▶ _Exercise passage_
+++++
A solicitor who backdated a letter to cover for her failure to serve a claim form on time was exceptionally spared strike-off on medical grounds.

“The respondent’s misconduct had been extremely grave and had it not been for the strong medical evidence, the outcome would have been quite different and far more serious,” the Solicitors Disciplinary Tribunal ruled in SRA v Duxbury-Tetley.

Naomi Duxbury-Tetley was acting for the claimant in a personal injury case when she missed the date for service of the claim form. In a subsequent relief from sanction hearing, she produced a backdated letter that was circulated to the parties and to the judge.

In response to the defendant’s request to provide the original Word version of the letter, Duxbury-Tetley said it could not be located on the system. But when her supervisor asked her to sign a statement of truth, she confessed to creating the letter “in a state of sheer panic” and admitted her “complete lack of judgement”.

The seven-year-qualified solicitor said that when she couldn’t find the letter she thought she had sent, she fabricated one. She said she was “in a complete state, not thinking straight”; that she hadn’t been well and should not have been at work.

The SDT heard evidence from Professor Rix, a forensic psychiatrist, confirming that Duxbury-Tetley had acted “in a moment of madness”. Rix said the solicitor’s state of mind was “such that she would have been unable competently to use her understanding and to think calmly and rationally about the nature and consequences of her actions”.
+++++
▶ _Supplied data_

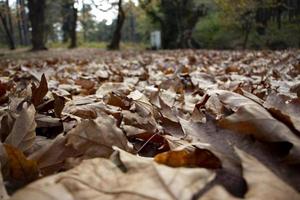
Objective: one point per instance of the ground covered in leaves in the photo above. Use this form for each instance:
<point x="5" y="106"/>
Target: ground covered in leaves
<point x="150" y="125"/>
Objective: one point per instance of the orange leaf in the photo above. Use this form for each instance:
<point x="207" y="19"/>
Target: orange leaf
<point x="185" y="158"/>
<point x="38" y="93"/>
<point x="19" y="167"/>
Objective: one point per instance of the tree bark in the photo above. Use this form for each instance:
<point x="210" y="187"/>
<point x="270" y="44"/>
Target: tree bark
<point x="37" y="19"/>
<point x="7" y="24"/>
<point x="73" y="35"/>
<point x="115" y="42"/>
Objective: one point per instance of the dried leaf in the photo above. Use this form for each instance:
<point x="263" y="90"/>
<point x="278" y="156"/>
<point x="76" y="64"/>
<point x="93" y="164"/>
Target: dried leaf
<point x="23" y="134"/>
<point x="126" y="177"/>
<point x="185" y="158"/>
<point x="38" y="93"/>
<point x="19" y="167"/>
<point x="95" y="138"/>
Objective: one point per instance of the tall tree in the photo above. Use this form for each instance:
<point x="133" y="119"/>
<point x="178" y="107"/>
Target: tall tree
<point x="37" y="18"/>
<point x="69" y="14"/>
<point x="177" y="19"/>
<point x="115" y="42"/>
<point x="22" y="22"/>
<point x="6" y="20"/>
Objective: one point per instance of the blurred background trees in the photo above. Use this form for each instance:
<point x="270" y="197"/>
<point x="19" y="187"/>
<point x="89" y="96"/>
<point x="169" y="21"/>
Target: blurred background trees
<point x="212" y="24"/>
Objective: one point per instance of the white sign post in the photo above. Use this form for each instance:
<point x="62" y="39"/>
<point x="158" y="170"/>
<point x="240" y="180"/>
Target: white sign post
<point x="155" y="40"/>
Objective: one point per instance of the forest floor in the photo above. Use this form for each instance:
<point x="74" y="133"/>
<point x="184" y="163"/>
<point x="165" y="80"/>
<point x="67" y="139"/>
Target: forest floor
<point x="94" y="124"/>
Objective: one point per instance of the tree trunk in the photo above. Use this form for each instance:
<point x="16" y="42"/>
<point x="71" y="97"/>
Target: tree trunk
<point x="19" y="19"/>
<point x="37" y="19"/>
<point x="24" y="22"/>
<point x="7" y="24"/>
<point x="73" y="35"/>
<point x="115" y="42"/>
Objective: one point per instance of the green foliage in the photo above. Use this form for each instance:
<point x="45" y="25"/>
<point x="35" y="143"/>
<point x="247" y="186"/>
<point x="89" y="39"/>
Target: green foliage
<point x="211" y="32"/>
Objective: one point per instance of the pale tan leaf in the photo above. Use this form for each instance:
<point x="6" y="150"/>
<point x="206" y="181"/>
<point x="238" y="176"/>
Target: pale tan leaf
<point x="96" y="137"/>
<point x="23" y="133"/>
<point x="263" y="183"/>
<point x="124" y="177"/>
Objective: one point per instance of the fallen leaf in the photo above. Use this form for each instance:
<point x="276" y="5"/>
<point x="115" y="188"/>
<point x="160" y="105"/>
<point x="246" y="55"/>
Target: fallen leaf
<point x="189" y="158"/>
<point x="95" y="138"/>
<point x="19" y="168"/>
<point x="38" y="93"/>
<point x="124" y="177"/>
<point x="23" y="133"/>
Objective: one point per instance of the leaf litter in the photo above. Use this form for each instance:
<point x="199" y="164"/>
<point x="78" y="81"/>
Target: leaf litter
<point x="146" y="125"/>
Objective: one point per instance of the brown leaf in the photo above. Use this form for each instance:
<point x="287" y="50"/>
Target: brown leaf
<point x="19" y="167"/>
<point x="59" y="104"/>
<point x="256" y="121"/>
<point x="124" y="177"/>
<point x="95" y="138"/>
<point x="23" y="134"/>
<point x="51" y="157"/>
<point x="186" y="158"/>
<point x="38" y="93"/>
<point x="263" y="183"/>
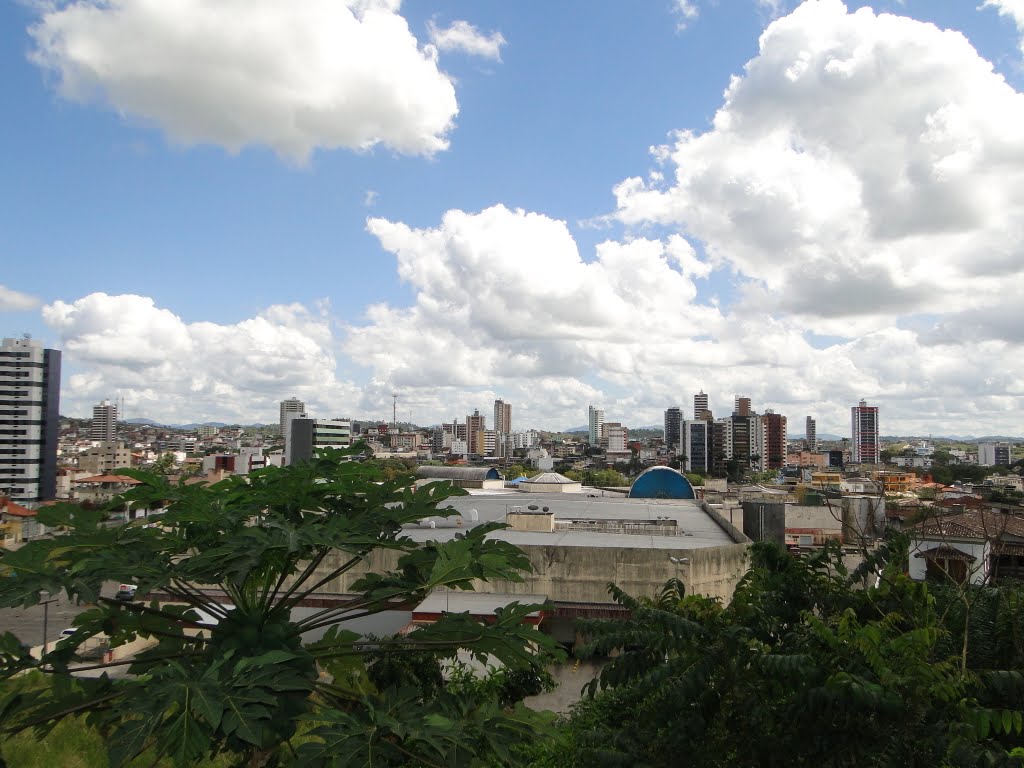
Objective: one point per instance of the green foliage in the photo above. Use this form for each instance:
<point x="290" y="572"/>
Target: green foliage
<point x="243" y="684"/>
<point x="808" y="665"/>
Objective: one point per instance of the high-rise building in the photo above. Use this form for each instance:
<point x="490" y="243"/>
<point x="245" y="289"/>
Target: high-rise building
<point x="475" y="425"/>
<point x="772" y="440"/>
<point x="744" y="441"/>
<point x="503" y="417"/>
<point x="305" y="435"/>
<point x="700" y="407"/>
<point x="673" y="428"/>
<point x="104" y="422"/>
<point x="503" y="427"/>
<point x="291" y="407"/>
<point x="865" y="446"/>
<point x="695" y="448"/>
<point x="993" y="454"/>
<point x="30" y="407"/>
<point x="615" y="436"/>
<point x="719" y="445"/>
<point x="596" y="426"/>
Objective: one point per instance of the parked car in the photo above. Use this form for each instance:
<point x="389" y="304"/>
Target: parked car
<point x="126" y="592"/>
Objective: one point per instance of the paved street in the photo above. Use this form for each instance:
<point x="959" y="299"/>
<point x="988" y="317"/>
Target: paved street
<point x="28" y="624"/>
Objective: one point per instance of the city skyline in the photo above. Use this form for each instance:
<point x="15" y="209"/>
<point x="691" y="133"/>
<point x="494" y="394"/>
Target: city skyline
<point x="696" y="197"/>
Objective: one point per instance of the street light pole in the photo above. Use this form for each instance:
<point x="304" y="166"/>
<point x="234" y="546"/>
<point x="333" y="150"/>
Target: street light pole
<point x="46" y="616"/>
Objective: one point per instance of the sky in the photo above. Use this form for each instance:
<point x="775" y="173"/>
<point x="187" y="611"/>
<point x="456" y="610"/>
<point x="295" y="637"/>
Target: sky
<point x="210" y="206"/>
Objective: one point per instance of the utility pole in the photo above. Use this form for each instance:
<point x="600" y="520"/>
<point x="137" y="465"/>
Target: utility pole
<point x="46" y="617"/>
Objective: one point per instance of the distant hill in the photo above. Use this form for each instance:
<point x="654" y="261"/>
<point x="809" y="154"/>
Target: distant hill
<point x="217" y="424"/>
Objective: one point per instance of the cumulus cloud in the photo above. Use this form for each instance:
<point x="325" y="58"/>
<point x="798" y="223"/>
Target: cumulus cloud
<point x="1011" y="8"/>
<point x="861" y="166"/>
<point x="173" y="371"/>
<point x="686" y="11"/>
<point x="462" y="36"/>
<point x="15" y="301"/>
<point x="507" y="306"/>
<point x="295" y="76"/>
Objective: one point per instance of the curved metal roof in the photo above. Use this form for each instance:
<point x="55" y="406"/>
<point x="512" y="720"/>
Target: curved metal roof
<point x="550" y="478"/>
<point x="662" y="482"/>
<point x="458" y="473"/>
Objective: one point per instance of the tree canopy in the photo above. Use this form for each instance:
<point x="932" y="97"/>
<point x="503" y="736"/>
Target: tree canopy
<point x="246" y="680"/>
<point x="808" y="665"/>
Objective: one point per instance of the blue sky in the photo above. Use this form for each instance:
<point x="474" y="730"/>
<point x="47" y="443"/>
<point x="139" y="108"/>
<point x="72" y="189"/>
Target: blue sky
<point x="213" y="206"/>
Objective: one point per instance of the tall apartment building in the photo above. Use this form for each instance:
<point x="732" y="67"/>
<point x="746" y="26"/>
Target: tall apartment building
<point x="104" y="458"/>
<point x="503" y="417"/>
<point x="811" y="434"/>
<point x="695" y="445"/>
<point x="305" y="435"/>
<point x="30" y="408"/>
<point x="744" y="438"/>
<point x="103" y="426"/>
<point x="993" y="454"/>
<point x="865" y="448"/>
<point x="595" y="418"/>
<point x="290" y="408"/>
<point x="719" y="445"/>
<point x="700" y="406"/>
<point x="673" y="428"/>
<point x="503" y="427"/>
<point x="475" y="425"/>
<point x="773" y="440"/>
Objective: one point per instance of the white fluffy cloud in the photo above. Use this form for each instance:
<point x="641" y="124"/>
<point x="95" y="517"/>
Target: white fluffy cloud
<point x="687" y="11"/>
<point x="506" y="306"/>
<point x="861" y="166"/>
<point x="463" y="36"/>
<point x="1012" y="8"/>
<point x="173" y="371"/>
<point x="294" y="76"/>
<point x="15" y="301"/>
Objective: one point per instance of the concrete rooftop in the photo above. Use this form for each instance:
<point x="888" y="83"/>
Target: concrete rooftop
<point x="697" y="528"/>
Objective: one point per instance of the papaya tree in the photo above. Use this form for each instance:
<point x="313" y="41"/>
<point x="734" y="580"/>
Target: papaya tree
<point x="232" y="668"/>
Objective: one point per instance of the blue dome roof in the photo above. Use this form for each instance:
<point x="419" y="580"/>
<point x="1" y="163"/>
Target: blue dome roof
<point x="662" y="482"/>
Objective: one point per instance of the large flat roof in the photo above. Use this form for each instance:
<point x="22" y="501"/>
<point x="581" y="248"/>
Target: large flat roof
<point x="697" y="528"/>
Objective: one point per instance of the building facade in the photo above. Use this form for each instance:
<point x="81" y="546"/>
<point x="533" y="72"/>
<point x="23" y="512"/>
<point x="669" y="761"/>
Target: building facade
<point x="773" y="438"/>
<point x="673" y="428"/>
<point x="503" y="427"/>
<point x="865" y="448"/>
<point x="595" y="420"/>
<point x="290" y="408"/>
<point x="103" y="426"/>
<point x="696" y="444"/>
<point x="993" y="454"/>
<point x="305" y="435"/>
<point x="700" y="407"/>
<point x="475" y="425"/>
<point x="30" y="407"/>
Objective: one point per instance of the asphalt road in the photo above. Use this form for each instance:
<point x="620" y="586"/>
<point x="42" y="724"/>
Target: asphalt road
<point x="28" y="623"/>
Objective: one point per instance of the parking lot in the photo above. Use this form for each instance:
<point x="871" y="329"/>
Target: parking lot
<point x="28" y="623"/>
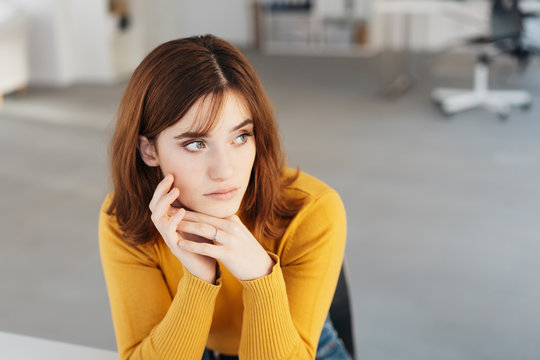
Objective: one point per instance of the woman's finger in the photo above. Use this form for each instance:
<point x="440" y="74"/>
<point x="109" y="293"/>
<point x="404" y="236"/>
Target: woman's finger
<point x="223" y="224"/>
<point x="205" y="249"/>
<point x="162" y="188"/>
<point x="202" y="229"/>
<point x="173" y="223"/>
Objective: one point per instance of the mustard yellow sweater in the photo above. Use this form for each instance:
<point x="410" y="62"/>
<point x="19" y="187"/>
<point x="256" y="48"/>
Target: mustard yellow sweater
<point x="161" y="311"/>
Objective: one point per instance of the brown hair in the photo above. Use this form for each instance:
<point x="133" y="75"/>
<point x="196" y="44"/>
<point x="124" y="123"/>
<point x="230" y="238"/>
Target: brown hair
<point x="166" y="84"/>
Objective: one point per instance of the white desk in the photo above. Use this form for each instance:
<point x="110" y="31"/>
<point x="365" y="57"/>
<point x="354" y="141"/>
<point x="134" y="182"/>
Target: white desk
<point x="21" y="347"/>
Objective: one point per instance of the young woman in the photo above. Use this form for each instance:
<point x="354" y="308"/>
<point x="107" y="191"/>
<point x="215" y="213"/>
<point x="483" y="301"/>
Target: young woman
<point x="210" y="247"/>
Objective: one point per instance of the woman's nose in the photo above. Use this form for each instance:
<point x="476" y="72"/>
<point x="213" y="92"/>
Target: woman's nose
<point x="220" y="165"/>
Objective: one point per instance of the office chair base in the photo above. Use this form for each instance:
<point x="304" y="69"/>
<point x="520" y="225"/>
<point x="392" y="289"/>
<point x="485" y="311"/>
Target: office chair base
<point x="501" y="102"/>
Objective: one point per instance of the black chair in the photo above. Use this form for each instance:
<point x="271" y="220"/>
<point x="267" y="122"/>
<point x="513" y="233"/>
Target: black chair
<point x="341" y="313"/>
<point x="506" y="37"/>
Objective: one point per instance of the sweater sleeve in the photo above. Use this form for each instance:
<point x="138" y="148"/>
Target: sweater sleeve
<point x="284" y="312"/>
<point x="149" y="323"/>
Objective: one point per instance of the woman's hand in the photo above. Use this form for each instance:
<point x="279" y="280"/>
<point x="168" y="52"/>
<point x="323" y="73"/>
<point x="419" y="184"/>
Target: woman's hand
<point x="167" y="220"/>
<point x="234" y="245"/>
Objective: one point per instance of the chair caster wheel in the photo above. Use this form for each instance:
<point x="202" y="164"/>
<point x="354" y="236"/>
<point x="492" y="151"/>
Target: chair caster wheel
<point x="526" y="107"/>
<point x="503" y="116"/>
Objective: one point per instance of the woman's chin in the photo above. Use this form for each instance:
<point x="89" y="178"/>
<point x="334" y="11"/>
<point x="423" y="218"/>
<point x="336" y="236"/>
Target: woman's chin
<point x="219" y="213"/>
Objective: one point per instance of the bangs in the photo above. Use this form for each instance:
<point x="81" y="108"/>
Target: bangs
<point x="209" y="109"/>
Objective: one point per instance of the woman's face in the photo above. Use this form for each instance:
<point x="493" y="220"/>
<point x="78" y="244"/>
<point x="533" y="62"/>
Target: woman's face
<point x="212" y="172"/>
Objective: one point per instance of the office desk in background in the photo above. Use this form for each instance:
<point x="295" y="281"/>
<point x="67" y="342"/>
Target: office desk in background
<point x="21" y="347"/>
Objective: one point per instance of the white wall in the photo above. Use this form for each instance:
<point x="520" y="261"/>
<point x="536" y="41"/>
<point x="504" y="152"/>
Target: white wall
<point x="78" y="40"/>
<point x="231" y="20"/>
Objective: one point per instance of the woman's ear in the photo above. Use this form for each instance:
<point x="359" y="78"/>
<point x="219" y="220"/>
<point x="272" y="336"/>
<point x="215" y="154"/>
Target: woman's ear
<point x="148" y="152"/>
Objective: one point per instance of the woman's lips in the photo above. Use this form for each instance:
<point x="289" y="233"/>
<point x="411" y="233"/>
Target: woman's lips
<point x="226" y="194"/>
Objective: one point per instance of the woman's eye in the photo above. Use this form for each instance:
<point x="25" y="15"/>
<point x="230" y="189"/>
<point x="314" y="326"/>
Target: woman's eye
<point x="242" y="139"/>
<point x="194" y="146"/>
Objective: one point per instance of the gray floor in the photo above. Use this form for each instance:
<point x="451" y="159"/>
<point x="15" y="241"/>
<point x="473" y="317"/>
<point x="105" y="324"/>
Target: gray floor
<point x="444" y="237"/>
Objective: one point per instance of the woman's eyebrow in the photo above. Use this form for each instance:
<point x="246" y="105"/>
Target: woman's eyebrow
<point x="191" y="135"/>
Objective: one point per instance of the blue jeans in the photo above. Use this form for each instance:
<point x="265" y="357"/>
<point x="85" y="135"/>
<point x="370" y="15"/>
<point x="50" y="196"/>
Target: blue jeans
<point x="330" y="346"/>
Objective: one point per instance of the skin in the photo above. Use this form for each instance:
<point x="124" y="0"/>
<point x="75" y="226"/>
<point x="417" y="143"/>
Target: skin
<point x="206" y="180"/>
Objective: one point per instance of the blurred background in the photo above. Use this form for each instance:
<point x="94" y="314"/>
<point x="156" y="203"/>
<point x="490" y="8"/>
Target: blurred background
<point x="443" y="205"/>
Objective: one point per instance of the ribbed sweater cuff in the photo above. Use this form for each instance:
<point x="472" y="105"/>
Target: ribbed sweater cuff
+++++
▶ _Work instructions_
a – In the passage about the solicitor's disciplinary case, what reason did Duxbury-Tetley give when the defendant asked for the original Word version of the letter?
b – Summarize the passage about the solicitor's disciplinary case in two sentences.
c – Carry on the passage about the solicitor's disciplinary case from its final sentence.

▶ _Answers given_
a – She said it could not be located on the system.

b – Naomi Duxbury-Tetley, a solicitor acting for a personal injury claimant, missed the deadline for serving a claim form and then produced a backdated letter at a relief from sanction hearing, later confessing she had fabricated it in a panic. The Solicitors Disciplinary Tribunal called her misconduct extremely grave but spared her strike-off because of strong medical evidence, including a forensic psychiatrist's testimony that she could not think calmly and rationally at the time.

c –
The consultant added that Duxbury-Tetley was “not only suffering from a number of recognisable symptoms, but she was also struggling to function at the material time”. She had “tunnel vision at that time”, functioning at a low level, and could only take one step at a time.

Issuing a mere reprimand, the tribunal said it had been “impressed” by Professor Rix’s evidence and “accepted it in its entirety”.

“The medical evidence that the tribunal heard in this case made it a unique and wholly exceptional case,” the SDT said. The tribunal said it found the evidence “both compelling and persuasive” and Rix himself was “a credible and powerful witness”.

The solicitor’s medical condition meant her culpability level was “negligible”, according to the tribunal, and although she caused harm to the public and to the reputation of the profession, “the public would have sympathy for the respondent in light of her medical condition”.

The fact this had been a single incident of brief duration, and that Duxbury-Tetley had made frank submissions and had shown genuine insight, were mitigating factors.

The tribunal also took account of the solicitor’s current employer’s intention to continue to employ her and of their willingness to supervise and support her.

Duxbury-Tetley has been allowed to continue practising but, for the next three years, only under the supervision of a solicitor of at least ten years’ qualification. In addition, she would have to notify any future employer of the condition on her practising certificate.

The solicitor has been ordered to pay £5,000 in cost, just under half of the £10,286 claimed by the SRA. The tribunal said the reduction reflected the decision by the regulator to abandon an allegation of dishonesty less than a week before the final hearing.

The outcome is in stark contrast with the case of former family solicitor Margaret Wheeler who was struck off for after fabricating several letters which, the SDT found, were intended to cover up her lack of progress and to mislead the parties and the court. Wheeler did not initially admit misconduct and claimed she had been diagnosed with high blood pressure as a result of work stress but provided no medical evidence in support. She was ordered to pay the SRA’s costs, assessed at more than £23,000.